Data records: Begin
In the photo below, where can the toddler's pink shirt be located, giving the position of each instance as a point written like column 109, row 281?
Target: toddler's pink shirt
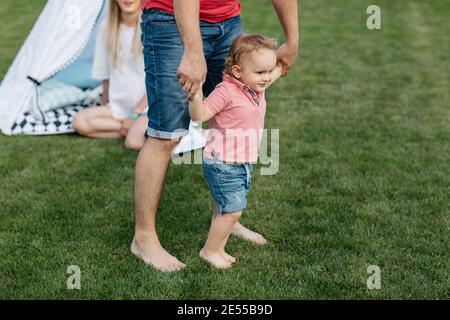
column 238, row 122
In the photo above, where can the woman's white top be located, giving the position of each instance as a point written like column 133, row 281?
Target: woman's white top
column 127, row 80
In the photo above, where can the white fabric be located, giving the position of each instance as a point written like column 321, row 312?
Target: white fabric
column 127, row 79
column 57, row 38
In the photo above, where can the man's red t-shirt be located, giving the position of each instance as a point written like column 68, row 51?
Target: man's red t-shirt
column 210, row 10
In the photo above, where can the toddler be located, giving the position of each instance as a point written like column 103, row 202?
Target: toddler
column 235, row 110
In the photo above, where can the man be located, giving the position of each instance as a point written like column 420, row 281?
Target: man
column 181, row 52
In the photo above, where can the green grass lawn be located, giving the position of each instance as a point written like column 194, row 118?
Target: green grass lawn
column 364, row 176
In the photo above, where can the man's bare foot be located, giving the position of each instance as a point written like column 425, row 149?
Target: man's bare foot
column 227, row 257
column 154, row 254
column 242, row 232
column 216, row 259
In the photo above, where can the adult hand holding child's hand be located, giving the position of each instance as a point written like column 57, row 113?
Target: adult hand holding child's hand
column 287, row 55
column 192, row 72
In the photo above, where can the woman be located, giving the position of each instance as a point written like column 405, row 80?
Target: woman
column 118, row 62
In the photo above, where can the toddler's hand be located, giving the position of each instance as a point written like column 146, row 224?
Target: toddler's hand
column 198, row 95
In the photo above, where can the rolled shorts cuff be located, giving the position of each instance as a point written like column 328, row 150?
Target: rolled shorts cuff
column 177, row 134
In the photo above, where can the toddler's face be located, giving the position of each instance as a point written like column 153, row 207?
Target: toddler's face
column 129, row 6
column 257, row 68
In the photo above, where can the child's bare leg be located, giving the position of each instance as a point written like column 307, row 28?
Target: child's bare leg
column 218, row 234
column 225, row 255
column 242, row 232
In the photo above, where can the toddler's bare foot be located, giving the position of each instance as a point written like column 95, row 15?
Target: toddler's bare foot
column 154, row 254
column 242, row 232
column 227, row 257
column 216, row 259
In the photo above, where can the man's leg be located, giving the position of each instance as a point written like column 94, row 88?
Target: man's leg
column 151, row 169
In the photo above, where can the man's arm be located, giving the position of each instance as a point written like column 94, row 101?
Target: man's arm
column 192, row 70
column 287, row 11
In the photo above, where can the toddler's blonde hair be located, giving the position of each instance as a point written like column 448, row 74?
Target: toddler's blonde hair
column 244, row 45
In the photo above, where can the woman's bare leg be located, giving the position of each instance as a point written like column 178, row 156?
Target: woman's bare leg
column 97, row 122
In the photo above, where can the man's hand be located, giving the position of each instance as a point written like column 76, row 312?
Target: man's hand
column 192, row 72
column 126, row 125
column 286, row 56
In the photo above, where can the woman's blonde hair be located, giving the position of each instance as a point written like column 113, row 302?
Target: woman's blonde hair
column 244, row 45
column 113, row 37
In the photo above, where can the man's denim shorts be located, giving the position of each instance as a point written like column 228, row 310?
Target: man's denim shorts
column 168, row 111
column 228, row 183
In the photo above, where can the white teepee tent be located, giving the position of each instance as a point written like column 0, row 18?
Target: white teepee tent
column 57, row 39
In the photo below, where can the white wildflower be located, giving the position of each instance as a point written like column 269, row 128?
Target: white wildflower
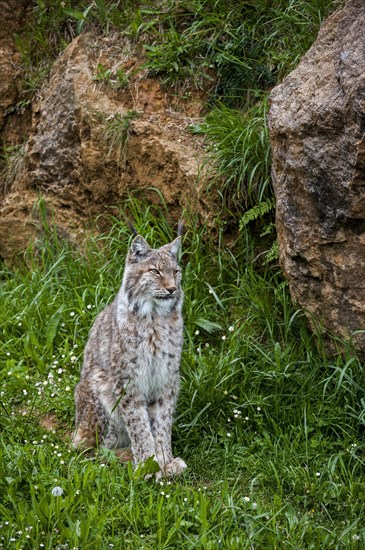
column 57, row 491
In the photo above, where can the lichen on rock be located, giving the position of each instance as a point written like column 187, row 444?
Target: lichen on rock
column 317, row 124
column 95, row 140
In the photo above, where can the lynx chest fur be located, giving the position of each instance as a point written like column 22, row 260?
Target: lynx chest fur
column 130, row 377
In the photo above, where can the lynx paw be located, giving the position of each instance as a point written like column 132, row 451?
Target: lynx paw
column 174, row 468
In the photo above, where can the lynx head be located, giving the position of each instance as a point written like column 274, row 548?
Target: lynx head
column 152, row 278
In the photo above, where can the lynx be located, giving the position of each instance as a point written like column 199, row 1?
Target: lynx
column 130, row 376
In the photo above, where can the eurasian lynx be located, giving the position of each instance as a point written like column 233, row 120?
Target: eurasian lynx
column 130, row 377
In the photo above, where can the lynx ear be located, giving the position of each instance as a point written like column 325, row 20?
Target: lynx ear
column 174, row 247
column 139, row 248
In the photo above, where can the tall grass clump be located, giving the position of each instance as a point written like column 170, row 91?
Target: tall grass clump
column 270, row 426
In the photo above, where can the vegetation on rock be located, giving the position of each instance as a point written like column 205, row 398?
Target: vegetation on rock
column 270, row 426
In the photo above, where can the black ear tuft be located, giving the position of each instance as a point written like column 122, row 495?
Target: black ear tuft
column 180, row 228
column 174, row 247
column 132, row 228
column 139, row 248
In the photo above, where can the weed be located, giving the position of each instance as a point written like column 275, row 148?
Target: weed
column 116, row 79
column 116, row 133
column 270, row 427
column 12, row 159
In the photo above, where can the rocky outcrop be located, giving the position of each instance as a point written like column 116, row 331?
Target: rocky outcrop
column 317, row 124
column 102, row 129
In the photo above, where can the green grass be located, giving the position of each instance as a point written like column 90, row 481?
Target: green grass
column 271, row 428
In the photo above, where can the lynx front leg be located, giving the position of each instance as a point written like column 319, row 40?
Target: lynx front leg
column 161, row 412
column 138, row 427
Data records: End
What to work on
Using the records given above, list every line that includes the word "below".

Answer section
In the photo below, where can the toddler's pink shirt be located, giving the position of each instance as a point written like column 109, row 281?
In the photo below, where can the white wildflower be located, giving the position of each instance as a point written like column 269, row 128?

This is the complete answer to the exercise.